Required work = Please count the lines in the entries below that contain the string "hazy", treating uppercase and lowercase as different. Reply with the number alone.

[Data extracted from a collection]
++++++++
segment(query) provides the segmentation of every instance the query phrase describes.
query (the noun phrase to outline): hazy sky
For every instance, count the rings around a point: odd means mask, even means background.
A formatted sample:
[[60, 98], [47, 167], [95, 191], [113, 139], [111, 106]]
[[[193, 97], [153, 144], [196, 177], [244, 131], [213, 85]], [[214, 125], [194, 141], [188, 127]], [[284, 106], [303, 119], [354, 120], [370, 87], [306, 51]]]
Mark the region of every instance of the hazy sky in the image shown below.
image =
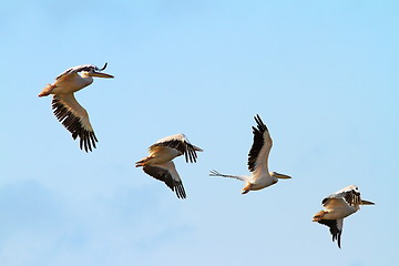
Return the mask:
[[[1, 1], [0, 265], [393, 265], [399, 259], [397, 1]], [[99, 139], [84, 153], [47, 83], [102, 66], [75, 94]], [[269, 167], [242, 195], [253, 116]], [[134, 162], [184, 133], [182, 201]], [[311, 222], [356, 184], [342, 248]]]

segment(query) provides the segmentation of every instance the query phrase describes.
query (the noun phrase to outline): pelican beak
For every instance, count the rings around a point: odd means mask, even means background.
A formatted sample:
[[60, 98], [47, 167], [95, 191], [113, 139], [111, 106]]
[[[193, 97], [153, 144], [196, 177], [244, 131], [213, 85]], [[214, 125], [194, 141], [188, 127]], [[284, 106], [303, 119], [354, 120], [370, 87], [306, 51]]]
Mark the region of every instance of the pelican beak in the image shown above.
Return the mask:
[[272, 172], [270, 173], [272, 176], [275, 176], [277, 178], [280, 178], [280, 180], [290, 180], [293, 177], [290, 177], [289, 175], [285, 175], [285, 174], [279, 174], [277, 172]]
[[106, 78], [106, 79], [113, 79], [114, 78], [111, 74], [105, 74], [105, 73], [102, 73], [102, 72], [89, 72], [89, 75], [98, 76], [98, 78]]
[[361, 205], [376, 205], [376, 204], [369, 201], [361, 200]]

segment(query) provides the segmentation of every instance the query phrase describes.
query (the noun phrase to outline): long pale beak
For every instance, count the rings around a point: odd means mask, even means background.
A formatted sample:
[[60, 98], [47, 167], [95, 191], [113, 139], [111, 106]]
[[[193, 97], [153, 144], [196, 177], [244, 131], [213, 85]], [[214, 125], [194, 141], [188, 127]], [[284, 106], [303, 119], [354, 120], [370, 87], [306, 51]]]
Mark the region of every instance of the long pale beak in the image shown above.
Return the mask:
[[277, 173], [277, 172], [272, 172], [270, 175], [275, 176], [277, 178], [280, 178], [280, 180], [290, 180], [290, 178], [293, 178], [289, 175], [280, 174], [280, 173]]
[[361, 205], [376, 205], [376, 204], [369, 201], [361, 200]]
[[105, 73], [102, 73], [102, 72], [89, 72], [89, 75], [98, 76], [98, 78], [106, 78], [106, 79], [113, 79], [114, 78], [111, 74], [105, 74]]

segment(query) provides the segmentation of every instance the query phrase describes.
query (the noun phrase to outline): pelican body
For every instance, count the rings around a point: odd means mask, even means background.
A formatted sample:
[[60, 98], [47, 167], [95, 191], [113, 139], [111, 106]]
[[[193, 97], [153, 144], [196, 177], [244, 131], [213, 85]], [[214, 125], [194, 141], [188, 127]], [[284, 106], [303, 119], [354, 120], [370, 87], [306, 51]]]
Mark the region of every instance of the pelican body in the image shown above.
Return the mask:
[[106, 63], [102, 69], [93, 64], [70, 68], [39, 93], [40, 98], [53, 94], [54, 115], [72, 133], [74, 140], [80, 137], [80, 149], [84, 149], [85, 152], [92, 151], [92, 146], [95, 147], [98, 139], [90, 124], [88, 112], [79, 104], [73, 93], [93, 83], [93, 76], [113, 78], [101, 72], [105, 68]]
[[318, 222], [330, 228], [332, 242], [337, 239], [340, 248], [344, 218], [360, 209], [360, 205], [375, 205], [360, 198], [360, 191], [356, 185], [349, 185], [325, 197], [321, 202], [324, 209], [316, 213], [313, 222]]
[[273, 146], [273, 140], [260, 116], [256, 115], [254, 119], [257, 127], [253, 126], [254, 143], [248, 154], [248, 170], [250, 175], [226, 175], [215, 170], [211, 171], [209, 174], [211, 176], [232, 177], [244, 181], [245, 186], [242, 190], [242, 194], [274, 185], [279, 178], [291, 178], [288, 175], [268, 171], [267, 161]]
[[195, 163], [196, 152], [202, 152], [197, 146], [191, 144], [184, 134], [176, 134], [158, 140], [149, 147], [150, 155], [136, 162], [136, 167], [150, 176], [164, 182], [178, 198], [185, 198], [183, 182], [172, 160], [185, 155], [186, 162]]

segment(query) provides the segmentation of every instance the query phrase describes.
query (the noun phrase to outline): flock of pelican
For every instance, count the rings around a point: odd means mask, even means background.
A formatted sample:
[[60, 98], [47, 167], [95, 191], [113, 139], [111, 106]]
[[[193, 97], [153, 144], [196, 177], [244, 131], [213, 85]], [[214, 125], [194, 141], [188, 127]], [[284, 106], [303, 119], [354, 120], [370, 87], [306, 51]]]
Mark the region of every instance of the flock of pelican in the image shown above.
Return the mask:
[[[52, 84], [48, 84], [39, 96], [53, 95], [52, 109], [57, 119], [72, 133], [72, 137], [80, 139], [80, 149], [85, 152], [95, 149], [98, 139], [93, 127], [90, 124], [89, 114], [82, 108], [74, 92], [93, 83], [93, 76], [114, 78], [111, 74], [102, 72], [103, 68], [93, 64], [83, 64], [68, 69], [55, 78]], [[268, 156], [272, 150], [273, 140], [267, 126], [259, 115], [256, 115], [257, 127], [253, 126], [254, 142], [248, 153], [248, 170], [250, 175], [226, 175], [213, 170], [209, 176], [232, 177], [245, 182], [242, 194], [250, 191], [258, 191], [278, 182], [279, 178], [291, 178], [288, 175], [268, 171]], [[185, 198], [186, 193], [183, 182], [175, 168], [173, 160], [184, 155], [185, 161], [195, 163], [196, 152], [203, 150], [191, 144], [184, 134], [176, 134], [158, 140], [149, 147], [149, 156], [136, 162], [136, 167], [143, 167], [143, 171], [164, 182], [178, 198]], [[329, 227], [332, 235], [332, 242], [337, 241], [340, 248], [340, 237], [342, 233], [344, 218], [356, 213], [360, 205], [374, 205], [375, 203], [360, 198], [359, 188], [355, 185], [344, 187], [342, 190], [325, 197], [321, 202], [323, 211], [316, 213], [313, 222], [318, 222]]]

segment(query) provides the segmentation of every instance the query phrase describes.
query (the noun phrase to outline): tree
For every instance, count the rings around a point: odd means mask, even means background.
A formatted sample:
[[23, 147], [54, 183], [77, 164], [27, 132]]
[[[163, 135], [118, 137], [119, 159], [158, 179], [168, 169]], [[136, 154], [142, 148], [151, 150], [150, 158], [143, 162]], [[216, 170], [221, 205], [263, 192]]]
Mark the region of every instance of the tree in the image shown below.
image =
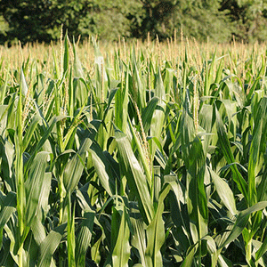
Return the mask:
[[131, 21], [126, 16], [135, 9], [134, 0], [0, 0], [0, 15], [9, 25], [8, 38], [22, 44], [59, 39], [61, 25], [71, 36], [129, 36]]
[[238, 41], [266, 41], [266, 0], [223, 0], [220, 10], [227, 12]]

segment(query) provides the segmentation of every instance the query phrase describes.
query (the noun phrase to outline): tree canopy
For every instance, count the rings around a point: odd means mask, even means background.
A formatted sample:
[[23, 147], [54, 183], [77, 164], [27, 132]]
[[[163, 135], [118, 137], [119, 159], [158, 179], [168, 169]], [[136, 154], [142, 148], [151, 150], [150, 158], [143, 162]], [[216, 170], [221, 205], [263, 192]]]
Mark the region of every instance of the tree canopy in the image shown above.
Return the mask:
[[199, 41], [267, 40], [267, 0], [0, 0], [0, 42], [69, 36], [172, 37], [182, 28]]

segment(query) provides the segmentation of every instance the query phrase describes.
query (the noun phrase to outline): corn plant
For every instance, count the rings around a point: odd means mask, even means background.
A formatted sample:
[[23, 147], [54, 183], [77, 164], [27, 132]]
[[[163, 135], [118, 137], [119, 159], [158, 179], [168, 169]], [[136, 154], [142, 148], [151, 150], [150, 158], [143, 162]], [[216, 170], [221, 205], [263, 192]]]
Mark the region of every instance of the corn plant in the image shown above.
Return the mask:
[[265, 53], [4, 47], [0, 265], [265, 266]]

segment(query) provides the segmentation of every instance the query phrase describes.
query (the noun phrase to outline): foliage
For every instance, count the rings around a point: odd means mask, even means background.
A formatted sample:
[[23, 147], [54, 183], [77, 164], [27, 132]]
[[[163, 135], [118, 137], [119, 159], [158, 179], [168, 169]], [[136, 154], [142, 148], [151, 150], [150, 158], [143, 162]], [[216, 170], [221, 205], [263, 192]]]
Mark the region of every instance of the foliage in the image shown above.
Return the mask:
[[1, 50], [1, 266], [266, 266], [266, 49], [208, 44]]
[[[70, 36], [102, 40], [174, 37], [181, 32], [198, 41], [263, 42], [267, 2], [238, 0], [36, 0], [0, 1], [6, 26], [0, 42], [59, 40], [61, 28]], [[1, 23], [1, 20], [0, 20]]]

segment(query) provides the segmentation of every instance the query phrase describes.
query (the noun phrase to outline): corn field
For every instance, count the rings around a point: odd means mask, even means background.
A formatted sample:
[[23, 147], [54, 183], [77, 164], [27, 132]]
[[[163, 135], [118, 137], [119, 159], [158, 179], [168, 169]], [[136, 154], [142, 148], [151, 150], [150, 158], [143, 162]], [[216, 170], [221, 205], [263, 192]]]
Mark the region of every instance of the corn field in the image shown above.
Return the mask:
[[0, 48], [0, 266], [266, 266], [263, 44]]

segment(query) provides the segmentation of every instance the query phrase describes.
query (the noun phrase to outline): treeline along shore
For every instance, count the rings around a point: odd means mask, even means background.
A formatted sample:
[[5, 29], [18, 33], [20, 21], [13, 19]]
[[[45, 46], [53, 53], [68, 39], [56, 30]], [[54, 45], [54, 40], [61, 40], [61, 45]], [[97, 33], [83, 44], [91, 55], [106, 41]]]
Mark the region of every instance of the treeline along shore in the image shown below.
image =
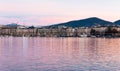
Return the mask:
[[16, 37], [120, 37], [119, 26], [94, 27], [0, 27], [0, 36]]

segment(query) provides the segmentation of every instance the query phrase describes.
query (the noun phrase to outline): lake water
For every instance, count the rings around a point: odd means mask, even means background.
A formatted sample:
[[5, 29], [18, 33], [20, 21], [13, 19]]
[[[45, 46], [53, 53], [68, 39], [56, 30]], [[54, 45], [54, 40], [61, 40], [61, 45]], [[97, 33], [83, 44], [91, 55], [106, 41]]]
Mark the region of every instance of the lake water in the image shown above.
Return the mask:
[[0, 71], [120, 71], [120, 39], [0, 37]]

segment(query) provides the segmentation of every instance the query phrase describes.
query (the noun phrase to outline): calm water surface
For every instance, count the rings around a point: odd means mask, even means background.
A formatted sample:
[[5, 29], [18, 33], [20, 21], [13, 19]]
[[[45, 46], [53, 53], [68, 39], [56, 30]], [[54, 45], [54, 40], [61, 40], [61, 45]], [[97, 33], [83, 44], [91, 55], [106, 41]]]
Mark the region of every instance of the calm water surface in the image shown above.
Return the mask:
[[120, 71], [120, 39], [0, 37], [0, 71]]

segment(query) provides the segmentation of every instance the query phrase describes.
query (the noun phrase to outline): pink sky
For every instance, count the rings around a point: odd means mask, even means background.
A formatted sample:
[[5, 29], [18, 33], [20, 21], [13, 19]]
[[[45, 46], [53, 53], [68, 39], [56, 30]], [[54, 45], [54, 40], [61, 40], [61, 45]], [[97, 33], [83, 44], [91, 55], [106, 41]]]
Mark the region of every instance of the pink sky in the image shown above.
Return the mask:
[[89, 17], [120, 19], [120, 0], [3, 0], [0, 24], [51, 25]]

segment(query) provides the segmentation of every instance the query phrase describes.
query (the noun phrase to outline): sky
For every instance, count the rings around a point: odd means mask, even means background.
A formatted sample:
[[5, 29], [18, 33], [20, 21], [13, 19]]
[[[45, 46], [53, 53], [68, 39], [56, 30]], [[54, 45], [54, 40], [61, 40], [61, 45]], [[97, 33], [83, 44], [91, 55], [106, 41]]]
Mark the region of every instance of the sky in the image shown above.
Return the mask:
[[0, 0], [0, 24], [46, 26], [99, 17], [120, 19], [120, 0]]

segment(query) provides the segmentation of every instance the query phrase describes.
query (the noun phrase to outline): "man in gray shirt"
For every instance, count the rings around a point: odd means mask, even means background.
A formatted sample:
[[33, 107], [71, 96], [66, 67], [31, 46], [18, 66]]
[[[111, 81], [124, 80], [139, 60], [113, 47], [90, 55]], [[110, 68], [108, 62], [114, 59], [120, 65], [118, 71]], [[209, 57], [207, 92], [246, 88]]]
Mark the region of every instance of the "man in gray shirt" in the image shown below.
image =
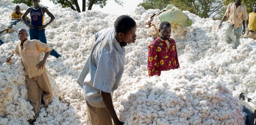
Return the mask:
++++++++
Exercise solution = 2